▸ PROVIDED RECORDS:

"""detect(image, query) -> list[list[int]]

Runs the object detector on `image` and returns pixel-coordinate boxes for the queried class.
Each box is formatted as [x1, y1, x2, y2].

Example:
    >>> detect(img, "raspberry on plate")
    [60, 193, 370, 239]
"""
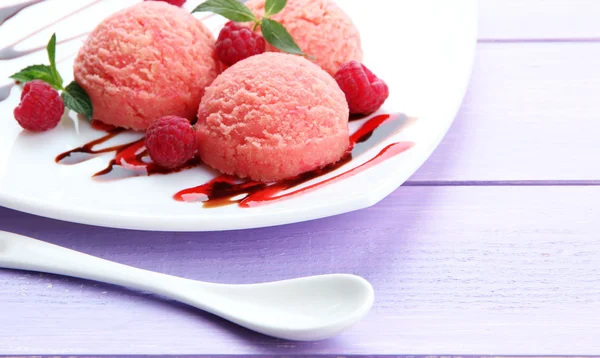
[146, 116, 196, 169]
[334, 61, 389, 114]
[144, 0, 185, 7]
[14, 80, 65, 132]
[217, 21, 266, 66]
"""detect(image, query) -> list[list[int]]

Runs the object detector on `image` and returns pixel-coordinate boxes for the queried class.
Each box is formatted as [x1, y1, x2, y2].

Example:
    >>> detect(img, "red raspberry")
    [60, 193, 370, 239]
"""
[14, 80, 65, 132]
[334, 61, 390, 114]
[144, 0, 185, 6]
[217, 21, 266, 66]
[146, 116, 196, 169]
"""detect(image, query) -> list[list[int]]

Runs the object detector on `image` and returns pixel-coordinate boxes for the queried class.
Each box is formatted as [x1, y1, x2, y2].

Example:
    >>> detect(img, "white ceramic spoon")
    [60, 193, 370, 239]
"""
[0, 231, 373, 341]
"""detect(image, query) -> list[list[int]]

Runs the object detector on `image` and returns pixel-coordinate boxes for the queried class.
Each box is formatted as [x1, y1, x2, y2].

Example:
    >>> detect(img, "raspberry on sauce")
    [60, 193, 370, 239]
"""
[146, 116, 196, 169]
[334, 61, 389, 114]
[14, 80, 65, 132]
[217, 21, 266, 66]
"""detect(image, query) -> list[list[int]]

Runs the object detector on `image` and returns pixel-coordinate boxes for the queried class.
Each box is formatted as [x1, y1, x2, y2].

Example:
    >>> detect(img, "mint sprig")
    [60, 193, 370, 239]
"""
[10, 65, 62, 90]
[60, 81, 94, 121]
[192, 0, 308, 56]
[46, 34, 62, 89]
[260, 18, 304, 55]
[265, 0, 287, 18]
[10, 34, 94, 120]
[192, 0, 257, 22]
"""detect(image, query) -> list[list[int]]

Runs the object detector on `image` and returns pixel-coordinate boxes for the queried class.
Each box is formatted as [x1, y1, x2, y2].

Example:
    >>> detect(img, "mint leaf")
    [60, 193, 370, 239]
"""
[10, 65, 62, 90]
[260, 18, 306, 56]
[192, 0, 257, 22]
[46, 34, 62, 89]
[265, 0, 287, 17]
[61, 81, 94, 121]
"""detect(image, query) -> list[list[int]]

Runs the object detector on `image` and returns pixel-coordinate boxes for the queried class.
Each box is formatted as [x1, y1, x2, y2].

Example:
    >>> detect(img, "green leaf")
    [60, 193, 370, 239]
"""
[260, 19, 306, 56]
[61, 81, 94, 121]
[46, 34, 63, 89]
[265, 0, 287, 17]
[10, 65, 62, 90]
[192, 0, 257, 22]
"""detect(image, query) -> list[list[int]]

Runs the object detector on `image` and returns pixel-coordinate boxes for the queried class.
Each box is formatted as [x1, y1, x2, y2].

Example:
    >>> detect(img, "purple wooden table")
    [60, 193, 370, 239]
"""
[0, 0, 600, 356]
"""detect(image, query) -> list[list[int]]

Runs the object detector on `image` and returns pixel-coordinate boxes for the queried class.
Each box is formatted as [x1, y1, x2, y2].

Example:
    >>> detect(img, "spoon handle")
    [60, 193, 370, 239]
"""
[0, 231, 198, 299]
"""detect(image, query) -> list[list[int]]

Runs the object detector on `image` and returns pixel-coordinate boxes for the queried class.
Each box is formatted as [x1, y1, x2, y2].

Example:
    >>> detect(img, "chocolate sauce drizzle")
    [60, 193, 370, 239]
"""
[55, 121, 200, 181]
[173, 114, 414, 208]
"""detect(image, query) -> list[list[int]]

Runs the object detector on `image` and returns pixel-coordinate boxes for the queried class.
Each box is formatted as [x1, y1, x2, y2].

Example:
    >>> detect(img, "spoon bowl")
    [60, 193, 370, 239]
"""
[0, 231, 374, 341]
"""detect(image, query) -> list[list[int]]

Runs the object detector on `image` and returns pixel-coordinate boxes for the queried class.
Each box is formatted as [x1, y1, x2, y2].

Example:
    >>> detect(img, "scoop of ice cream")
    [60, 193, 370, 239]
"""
[74, 1, 217, 130]
[246, 0, 363, 76]
[196, 52, 349, 182]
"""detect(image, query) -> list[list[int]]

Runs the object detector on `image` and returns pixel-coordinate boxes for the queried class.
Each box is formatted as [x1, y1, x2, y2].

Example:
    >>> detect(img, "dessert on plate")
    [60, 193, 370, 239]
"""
[245, 0, 363, 76]
[74, 1, 217, 130]
[12, 0, 389, 200]
[196, 52, 349, 182]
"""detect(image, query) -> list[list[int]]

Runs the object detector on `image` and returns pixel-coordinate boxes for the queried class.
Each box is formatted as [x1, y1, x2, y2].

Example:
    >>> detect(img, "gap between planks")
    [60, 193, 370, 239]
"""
[403, 180, 600, 186]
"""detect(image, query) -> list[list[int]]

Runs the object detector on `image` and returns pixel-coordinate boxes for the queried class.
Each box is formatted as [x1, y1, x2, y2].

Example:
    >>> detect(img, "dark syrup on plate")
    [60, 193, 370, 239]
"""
[56, 114, 413, 207]
[0, 0, 413, 207]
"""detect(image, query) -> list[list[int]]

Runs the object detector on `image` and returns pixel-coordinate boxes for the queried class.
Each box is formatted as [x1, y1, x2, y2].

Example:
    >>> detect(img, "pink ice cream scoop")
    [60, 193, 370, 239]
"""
[246, 0, 363, 76]
[74, 2, 217, 130]
[196, 52, 349, 182]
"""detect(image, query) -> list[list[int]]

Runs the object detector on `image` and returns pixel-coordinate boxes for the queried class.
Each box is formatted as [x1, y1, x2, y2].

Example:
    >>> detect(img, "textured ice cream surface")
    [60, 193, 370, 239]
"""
[74, 1, 218, 130]
[196, 52, 349, 182]
[246, 0, 363, 76]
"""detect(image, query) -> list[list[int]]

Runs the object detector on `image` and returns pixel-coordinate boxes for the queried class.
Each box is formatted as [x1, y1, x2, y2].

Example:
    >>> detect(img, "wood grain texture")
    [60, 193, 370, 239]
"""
[479, 0, 600, 41]
[411, 41, 600, 184]
[0, 187, 600, 355]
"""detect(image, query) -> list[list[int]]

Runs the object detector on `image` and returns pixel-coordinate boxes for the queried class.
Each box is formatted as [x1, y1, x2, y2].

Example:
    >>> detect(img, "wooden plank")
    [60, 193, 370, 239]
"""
[0, 187, 600, 356]
[479, 0, 600, 41]
[411, 41, 600, 183]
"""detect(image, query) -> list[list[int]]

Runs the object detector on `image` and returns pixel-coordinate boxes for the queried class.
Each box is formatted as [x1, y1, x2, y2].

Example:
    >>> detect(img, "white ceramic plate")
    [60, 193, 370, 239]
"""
[0, 0, 477, 231]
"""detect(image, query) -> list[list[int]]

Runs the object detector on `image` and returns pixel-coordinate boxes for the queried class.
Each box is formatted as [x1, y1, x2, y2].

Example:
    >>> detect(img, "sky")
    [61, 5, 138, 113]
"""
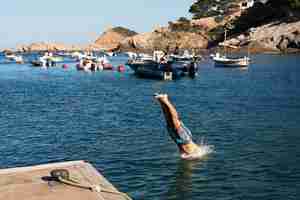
[0, 0, 193, 48]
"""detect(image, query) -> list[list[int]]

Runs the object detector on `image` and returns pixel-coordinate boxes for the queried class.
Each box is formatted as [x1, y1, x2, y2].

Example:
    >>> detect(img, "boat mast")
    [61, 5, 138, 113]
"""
[224, 28, 227, 56]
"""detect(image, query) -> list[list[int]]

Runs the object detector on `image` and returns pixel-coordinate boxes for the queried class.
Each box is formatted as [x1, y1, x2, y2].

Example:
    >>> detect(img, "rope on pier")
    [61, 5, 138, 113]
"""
[50, 169, 132, 200]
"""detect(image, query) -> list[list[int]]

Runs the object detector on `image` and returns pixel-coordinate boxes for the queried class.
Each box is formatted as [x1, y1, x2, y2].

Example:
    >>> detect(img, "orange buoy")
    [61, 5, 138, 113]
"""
[118, 65, 126, 72]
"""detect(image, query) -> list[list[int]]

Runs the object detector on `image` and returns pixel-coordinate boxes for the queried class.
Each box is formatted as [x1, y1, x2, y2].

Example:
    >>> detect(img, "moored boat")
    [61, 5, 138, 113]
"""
[213, 53, 250, 67]
[127, 51, 198, 80]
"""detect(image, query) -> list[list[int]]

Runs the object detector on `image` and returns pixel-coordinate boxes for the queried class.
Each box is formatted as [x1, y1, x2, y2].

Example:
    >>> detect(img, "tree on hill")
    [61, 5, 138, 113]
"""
[189, 0, 241, 19]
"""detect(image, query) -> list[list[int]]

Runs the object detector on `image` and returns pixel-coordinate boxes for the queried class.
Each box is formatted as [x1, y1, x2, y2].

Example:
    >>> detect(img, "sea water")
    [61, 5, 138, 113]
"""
[0, 55, 300, 200]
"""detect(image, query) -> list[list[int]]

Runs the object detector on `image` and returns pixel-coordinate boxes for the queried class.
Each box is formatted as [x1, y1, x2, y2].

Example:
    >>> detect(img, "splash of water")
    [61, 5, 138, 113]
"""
[181, 138, 214, 160]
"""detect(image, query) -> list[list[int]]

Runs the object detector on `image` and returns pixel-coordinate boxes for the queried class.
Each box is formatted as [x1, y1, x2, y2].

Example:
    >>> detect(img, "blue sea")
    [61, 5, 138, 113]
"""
[0, 54, 300, 200]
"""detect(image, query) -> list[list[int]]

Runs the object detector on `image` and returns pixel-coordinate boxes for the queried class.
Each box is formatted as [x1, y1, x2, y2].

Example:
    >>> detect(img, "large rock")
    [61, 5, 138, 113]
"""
[95, 27, 137, 50]
[251, 21, 300, 51]
[120, 29, 208, 50]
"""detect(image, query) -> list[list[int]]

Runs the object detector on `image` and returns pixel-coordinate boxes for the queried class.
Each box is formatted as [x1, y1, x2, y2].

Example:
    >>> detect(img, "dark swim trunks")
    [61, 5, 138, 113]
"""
[167, 122, 192, 145]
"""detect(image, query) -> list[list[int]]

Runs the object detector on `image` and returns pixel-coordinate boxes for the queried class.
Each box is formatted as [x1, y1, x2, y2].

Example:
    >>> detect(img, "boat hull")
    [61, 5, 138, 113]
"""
[213, 58, 249, 68]
[127, 62, 180, 80]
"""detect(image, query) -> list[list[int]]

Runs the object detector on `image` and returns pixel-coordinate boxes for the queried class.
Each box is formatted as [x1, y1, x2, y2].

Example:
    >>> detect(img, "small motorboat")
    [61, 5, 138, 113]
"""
[127, 51, 198, 80]
[213, 53, 250, 67]
[5, 54, 24, 64]
[211, 29, 250, 68]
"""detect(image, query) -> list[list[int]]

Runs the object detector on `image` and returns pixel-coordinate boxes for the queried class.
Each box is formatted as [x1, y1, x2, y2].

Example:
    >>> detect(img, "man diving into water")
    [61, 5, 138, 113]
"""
[155, 94, 200, 159]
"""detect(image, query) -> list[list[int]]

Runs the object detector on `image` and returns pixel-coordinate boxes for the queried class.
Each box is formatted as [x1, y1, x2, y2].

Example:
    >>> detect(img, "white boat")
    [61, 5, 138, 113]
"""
[210, 30, 250, 68]
[5, 54, 24, 63]
[212, 53, 250, 67]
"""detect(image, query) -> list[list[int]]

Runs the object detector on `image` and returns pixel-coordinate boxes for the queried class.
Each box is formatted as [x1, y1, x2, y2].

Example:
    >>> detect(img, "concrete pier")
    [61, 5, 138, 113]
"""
[0, 161, 130, 200]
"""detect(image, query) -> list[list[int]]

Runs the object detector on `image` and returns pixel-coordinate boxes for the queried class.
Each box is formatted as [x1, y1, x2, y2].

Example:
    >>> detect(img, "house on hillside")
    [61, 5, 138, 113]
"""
[240, 0, 255, 10]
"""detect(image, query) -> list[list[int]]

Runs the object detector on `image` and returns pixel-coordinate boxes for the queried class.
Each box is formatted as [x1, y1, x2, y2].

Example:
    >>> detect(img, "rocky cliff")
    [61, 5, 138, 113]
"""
[95, 27, 137, 51]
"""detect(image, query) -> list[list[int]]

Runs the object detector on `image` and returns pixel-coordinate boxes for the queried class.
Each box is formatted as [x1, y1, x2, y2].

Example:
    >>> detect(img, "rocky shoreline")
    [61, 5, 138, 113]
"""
[2, 1, 300, 53]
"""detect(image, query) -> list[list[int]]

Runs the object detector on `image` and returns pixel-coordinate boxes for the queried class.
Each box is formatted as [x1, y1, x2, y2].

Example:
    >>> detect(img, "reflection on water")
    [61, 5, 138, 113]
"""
[163, 160, 203, 200]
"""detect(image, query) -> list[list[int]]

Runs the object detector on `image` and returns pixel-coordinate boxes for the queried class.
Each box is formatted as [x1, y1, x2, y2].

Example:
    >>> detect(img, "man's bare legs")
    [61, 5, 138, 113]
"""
[155, 94, 199, 155]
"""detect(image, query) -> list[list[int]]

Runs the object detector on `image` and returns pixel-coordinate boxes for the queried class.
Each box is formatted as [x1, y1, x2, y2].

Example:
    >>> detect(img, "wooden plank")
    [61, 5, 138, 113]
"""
[0, 161, 130, 200]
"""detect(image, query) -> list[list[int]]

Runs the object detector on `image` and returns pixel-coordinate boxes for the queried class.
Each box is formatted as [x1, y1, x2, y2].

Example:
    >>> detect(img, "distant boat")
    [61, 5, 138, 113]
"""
[5, 54, 24, 64]
[127, 51, 198, 80]
[210, 30, 250, 68]
[212, 53, 250, 67]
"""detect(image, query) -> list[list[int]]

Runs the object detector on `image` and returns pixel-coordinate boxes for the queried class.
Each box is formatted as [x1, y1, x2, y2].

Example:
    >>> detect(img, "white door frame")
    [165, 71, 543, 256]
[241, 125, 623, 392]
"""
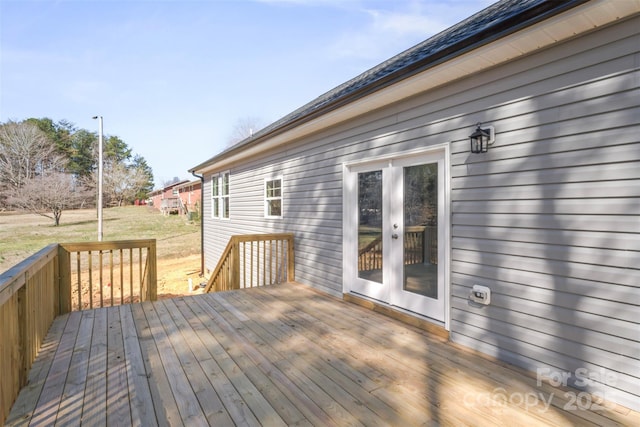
[342, 143, 451, 330]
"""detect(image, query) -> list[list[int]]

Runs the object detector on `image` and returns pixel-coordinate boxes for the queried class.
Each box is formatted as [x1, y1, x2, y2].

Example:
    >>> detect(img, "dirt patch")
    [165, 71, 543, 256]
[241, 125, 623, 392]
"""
[157, 254, 206, 299]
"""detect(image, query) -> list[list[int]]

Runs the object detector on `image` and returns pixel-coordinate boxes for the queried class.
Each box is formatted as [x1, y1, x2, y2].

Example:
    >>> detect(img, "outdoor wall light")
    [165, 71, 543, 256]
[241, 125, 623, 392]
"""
[469, 123, 496, 153]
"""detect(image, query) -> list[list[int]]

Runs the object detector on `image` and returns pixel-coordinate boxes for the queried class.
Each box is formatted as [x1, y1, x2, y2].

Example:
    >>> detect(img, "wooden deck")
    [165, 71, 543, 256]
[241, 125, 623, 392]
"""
[7, 284, 640, 426]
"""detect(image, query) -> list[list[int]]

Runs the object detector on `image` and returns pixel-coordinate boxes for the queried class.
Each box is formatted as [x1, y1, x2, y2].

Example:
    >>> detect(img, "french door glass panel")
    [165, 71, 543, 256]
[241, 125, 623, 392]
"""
[344, 150, 447, 321]
[357, 170, 384, 283]
[402, 163, 438, 299]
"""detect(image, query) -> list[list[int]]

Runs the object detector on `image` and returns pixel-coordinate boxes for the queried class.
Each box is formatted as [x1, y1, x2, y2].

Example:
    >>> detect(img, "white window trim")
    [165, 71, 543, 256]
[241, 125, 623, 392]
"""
[262, 175, 284, 219]
[211, 171, 231, 221]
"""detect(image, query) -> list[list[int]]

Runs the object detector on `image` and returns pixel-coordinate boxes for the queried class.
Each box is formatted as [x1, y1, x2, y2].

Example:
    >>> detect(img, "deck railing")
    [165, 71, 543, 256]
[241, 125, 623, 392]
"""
[204, 233, 295, 292]
[0, 240, 157, 424]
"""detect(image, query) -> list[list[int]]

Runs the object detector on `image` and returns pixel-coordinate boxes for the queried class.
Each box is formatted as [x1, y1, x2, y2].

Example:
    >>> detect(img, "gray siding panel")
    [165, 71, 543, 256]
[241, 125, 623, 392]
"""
[203, 16, 640, 410]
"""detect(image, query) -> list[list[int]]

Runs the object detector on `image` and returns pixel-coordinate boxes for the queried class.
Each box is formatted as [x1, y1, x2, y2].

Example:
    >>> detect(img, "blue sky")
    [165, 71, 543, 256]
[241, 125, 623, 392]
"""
[0, 0, 493, 185]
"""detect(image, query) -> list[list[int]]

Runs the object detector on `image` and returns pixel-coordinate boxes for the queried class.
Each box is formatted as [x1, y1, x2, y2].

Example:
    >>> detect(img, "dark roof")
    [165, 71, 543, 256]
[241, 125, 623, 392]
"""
[192, 0, 589, 171]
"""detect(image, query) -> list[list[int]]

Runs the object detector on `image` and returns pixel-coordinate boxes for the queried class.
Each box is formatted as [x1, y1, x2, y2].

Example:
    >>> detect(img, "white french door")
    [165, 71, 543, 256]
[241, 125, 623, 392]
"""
[343, 150, 448, 322]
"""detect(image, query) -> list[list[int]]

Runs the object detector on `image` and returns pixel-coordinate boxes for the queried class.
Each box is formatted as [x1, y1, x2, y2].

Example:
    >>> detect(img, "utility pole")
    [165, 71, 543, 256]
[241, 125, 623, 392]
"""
[93, 116, 103, 242]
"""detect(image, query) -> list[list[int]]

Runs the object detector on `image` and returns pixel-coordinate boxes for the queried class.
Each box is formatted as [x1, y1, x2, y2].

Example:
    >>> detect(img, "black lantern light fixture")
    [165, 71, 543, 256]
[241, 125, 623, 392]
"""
[469, 123, 496, 153]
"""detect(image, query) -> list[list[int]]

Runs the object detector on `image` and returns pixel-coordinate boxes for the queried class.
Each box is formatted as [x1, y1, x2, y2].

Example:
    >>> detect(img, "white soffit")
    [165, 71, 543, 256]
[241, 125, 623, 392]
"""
[203, 0, 640, 172]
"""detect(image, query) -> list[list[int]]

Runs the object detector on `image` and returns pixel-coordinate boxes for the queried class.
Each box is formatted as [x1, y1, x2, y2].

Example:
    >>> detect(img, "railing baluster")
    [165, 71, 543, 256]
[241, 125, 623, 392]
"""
[139, 248, 142, 302]
[99, 251, 104, 307]
[120, 249, 124, 304]
[76, 252, 82, 310]
[109, 249, 113, 307]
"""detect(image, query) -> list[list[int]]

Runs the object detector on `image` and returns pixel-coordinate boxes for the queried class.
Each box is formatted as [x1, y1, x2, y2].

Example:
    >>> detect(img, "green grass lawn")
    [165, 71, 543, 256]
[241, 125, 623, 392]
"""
[0, 206, 200, 273]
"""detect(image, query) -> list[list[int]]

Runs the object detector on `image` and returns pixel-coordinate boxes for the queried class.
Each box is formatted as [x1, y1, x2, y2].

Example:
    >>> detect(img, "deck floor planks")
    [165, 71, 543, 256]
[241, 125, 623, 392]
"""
[221, 293, 426, 425]
[222, 293, 415, 425]
[106, 306, 131, 425]
[174, 298, 296, 425]
[31, 312, 82, 425]
[81, 308, 108, 426]
[7, 284, 640, 426]
[202, 298, 361, 425]
[192, 298, 302, 426]
[119, 304, 155, 426]
[145, 301, 208, 426]
[159, 300, 241, 425]
[131, 302, 184, 427]
[196, 298, 331, 425]
[7, 315, 69, 427]
[56, 310, 95, 425]
[212, 293, 380, 425]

▸ OBJECTIVE:
Tally the lines in the items that contain the word "mint" and give only the number.

▸ TASK SOLUTION:
2